* **What the exercise asks**:
Transcribe all records exactly.

* **Data section**:
....

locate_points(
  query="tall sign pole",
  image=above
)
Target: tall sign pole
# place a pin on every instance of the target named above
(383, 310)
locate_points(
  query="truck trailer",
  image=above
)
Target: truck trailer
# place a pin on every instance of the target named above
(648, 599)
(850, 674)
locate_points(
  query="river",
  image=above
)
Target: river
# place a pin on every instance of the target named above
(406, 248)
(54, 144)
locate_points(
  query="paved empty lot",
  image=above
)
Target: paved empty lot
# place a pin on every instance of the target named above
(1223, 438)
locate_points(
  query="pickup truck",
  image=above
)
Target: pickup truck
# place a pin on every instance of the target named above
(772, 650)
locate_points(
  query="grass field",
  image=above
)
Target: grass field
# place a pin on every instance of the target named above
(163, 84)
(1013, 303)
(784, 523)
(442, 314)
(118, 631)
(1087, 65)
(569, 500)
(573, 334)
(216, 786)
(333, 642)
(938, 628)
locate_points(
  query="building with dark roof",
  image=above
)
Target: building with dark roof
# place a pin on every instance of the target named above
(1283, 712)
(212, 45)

....

* **Final result**:
locate_points(
  query="tall sign pole",
  image=above
)
Target: tall sign pole
# place a pin on every instance of the target named above
(383, 310)
locate_points(
  query="truck trailer",
  image=above
)
Target: truck trailer
# place a pin on every instance of the target named above
(648, 599)
(850, 674)
locate_points(
  query="river",
  image=above
)
Target: river
# place a pin on every instance of the target named above
(406, 248)
(54, 144)
locate_points(
  query="paved empty lot",
  image=above
)
Target: paved empty lot
# place a pin on every instance of the target named above
(1223, 438)
locate_points(
  query="pickup truck",
  image=above
)
Target: pickup truck
# place a pin on every instance of the target named above
(772, 650)
locate_points(
  query="grass field",
  image=above
)
Target: grass field
# place a pin on every instance of the target named above
(163, 84)
(1013, 303)
(784, 523)
(442, 314)
(118, 631)
(1087, 65)
(569, 500)
(573, 334)
(216, 786)
(333, 642)
(938, 628)
locate_points(
  query="building with dark roof",
  image=above
)
Target: building with dark roof
# place a pin on every instance of the target named above
(1283, 712)
(212, 45)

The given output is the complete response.